# Série d'exercices:
A: Traduisez en anglais cette phrase de l'article sur le gaz en mer Noire : « Pour lui, la discussion sur la production de gaz naturel en mer Noire n'est pas toute neuve. »
B: Recopiez, dans l'article sur le gaz en mer Noire, le passage allant de « Avec un stylo, Babin » jusqu'à « l’annexion en 2014. ».

# Extrait fourni:
+++++

Gaz naturel en mer Noire : pour l’Ukraine, ce n’est qu’une question de temps

Après les explorations en Roumanie et en Turquie, l’intérêt pour l’extraction du gaz en mer Noire est grandissant et ce, malgré les tensions qui règnent dans la région. La compagnie publique ukrainienne Naftogaz a annoncé qu’elle entamera elle aussi les explorations cette année. Deuxième volet d’une enquête entre la Roumanie, l’Ukraine et la Bulgarie.

Borys Babin ne peut s’empêcher d’esquisser un sourire lorsqu’il aborde la question des futures explorations engagées par Naftogaz. Pour lui, la discussion sur la production de gaz naturel en mer Noire n’est pas toute neuve. L’avocat et ancien représentant présidentiel de l’Ukraine en Crimée lève les sourcils, un peu sceptique, lorsqu’il étale une carte sur la table dans un petit restaurant du centre touristique de la ville d’Odessa, nichée sur les côtes de la mer Noire. « Pour moi, les problèmes de sécurité sont les principaux problèmes », indique-t-il.

Avec un stylo, Babin dessine les zones contrôlées par la Russie depuis sept ans : de grandes parties de la mer d’Azov, la Crimée et les eaux autour de la péninsule. Odessa n’est qu’à 170 kilomètres à vol d’oiseau de la Crimée, montre l’expert. Entre les deux, des plates-formes flottantes de forage de gaz fonctionnent depuis des décennies dans les eaux peu profondes. Selon les médias locaux, elles sont maintenant également utilisées par la Russie à des fins militaires. « Certaines de ces plates-formes flottent plus près d’Odessa que de la Crimée. Personne, pas même les écologistes ou les pêcheurs, ne peut les approcher. Si vous ne restez pas à moins de 500 mètres, vous risquez d’être attaqué » ajoute Babin, qui ne peut plus retourner sur sa terre natale depuis l’annexion en 2014.

+++++

Extraits de données d'annotation par points:
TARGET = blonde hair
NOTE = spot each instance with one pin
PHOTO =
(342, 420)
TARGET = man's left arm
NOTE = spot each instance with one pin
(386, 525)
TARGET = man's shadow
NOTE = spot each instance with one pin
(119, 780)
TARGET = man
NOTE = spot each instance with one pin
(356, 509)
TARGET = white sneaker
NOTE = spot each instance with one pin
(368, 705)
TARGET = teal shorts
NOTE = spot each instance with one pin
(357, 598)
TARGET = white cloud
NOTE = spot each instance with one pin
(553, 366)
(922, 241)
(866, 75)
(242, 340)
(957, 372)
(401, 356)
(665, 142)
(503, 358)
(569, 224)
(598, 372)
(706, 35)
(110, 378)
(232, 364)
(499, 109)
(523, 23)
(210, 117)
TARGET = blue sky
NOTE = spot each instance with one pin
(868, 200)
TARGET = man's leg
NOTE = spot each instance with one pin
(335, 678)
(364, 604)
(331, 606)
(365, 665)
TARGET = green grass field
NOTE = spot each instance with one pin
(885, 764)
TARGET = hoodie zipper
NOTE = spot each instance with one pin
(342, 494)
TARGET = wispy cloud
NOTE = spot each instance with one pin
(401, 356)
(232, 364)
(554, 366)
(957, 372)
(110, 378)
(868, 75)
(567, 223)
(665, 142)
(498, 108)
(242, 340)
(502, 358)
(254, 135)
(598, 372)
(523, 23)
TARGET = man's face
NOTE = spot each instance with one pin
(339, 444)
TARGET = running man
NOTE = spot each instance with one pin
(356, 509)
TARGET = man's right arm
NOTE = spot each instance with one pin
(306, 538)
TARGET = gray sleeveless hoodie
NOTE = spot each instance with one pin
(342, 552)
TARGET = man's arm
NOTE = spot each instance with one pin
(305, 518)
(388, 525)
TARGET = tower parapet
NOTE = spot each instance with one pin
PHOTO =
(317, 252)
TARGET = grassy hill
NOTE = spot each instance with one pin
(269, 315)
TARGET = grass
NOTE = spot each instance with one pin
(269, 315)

+++++

# Liste des corrigés:
A: For him, the discussion about natural gas production in the Black Sea is not exactly new.

B:
Avec un stylo, Babin dessine les zones contrôlées par la Russie depuis sept ans : de grandes parties de la mer d’Azov, la Crimée et les eaux autour de la péninsule. Odessa n’est qu’à 170 kilomètres à vol d’oiseau de la Crimée, montre l’expert. Entre les deux, des plates-formes flottantes de forage de gaz fonctionnent depuis des décennies dans les eaux peu profondes. Selon les médias locaux, elles sont maintenant également utilisées par la Russie à des fins militaires. « Certaines de ces plates-formes flottent plus près d’Odessa que de la Crimée. Personne, pas même les écologistes ou les pêcheurs, ne peut les approcher. Si vous ne restez pas à moins de 500 mètres, vous risquez d’être attaqué » ajoute Babin, qui ne peut plus retourner sur sa terre natale depuis l’annexion en 2014.